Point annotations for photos
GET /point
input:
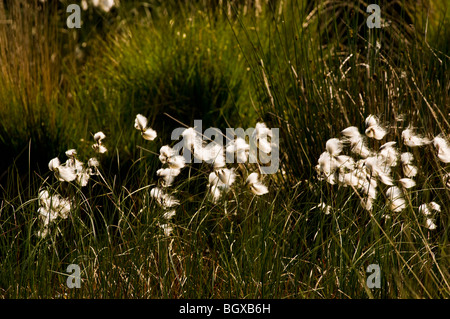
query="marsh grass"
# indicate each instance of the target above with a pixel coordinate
(232, 68)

__INSTRUCTIONS TO FOLLOW__: Echo these records line for line, without the pictures.

__RESULT__:
GET /point
input:
query="marsh grass"
# indicate each instance of the target above with a pixel coordinate
(232, 68)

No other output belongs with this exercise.